▶ [Page]

Collision frequency

Main article: Collision theory

Collision frequency describes the rate of collisions between two atomic or molecular species in a given volume, per unit time. In an ideal gas, assuming that the species behave like hard spheres, the collision frequency between entities of species A and species B is:^[1]

${\displaystyle Z=N_{\text{A}}N_{\text{B}}\sigma _{\text{AB}}{\sqrt {\frac {8k_{\text{B}}T}{\pi \mu _{\text{AB}}}}},}$

which has units of [volume][time]⁻¹.

Here,

• ${\displaystyle N_{\text{A}}}$ is the number of A molecules in the gas,
• ${\displaystyle N_{\text{B}}}$ is the number of B molecules in the gas,
• ${\displaystyle \sigma _{\text{AB}}}$ is the collision cross section, the "effective area" seen by two colliding molecules, simplified to ${\displaystyle \sigma _{\text{AB}}=\pi (r_{\text{A}}+r_{\text{B}})^{2}}$, where ${\displaystyle r_{\text{A}}}$ the radius of A and ${\displaystyle r_{\text{B}}}$ the radius of B.

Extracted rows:
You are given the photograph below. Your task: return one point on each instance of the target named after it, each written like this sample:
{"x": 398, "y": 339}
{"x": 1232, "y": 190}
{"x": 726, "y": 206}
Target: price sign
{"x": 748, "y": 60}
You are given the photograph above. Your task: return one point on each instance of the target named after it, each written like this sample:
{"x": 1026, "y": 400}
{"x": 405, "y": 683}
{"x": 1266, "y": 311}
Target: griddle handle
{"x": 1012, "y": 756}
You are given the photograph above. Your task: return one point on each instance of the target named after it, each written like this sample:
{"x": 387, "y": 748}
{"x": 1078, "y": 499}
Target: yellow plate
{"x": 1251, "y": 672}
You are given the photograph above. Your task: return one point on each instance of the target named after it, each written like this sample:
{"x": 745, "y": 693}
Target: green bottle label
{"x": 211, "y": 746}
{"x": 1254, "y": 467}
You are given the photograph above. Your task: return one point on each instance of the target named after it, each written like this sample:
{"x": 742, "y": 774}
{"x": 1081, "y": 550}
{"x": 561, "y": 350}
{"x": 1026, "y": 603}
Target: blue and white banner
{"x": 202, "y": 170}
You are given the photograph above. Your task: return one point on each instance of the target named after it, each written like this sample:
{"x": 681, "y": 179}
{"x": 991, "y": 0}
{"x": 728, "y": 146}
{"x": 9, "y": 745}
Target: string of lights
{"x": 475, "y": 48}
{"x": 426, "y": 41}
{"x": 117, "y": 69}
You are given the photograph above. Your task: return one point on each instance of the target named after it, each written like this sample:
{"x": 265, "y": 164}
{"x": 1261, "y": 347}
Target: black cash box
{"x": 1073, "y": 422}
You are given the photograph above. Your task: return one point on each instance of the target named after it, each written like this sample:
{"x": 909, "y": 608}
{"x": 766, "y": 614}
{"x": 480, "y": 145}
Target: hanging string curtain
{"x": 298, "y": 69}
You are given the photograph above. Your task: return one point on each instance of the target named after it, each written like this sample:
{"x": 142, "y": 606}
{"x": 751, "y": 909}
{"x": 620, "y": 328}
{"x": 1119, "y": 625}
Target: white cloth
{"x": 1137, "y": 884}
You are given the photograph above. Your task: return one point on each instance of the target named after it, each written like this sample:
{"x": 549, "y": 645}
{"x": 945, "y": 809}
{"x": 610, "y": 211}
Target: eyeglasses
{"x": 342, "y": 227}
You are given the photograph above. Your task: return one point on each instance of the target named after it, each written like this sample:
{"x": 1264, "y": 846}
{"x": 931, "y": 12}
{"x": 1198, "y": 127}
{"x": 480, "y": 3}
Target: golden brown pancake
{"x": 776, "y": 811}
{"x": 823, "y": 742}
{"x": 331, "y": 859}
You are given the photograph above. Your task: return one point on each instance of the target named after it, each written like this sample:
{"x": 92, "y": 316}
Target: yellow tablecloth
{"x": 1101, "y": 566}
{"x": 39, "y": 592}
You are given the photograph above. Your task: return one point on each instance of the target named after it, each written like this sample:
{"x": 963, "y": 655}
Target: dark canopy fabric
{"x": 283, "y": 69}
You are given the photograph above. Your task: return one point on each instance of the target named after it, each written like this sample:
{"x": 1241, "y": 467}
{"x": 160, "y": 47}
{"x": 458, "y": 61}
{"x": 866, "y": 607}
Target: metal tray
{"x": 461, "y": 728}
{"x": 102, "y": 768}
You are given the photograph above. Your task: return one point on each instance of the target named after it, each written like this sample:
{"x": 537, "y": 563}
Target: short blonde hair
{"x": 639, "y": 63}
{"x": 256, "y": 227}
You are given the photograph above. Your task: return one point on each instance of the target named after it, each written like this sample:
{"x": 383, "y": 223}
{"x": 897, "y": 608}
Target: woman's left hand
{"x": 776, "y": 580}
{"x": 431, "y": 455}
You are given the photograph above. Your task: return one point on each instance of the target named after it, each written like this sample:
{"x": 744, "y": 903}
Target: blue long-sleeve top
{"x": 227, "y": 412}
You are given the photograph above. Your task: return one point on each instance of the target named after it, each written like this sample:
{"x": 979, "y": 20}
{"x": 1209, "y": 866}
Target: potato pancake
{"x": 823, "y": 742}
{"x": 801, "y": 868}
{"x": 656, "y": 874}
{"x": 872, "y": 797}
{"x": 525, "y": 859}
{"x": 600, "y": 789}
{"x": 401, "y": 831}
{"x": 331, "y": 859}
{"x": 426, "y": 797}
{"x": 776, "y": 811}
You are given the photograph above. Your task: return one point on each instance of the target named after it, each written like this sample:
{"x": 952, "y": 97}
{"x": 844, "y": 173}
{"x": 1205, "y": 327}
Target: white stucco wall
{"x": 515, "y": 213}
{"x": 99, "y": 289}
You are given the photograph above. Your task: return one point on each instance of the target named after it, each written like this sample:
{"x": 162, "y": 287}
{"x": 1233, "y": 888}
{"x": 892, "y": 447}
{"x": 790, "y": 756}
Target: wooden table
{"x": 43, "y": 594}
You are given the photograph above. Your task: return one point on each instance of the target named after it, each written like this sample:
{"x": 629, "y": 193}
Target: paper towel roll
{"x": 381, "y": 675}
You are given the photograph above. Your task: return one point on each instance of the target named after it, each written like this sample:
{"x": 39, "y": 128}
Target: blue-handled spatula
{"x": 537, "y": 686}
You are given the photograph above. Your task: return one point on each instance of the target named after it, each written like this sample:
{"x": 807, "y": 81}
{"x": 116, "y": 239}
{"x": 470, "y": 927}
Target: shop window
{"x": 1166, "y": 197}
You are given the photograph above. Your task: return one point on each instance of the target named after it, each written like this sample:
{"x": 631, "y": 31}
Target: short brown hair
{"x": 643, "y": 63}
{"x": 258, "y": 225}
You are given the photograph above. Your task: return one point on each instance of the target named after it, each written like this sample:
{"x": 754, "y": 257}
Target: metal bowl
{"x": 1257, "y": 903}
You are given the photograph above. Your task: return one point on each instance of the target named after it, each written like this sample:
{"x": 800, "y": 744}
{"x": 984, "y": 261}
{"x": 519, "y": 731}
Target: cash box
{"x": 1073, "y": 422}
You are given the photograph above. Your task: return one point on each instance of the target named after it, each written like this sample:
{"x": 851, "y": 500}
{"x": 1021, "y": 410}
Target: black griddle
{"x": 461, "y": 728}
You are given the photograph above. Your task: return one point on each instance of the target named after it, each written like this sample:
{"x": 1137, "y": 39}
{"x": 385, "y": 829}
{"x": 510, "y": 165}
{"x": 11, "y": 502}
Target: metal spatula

▶ [Requirement] Extend the collision frequency page, starting right after its last sentence.

▶ [Final result]
• ${\displaystyle k_{\text{B}}}$ is the Boltzmann constant,
• ${\displaystyle T}$ is the temperature,
• ${\displaystyle \mu _{\text{AB}}}$ is the reduced mass of the reactants A and B, ${\displaystyle \mu _{\text{AB}}={\frac {{m_{\text{A}}}{m_{\text{B}}}}{{m_{\text{A}}}+{m_{\text{B}}}}}}$

Collision in diluted solution

In the case of equal-size particles at a concentration ${\displaystyle n}$ in a solution of viscosity ${\displaystyle \eta }$ , an expression for collision frequency ${\displaystyle Z=V\nu }$ where ${\displaystyle V}$ is the volume in question, and ${\displaystyle \nu }$ is the number of collisions per second, can be written as:^[2]

${\displaystyle \nu ={\frac {8k_{\text{B}}T}{3\eta }}n,}$

Where:

• ${\displaystyle k_{B}}$ is the Boltzmann constant
• ${\displaystyle T}$ is the absolute temperature (unit K)
• ${\displaystyle \eta }$ is the viscosity of the solution (pascal seconds)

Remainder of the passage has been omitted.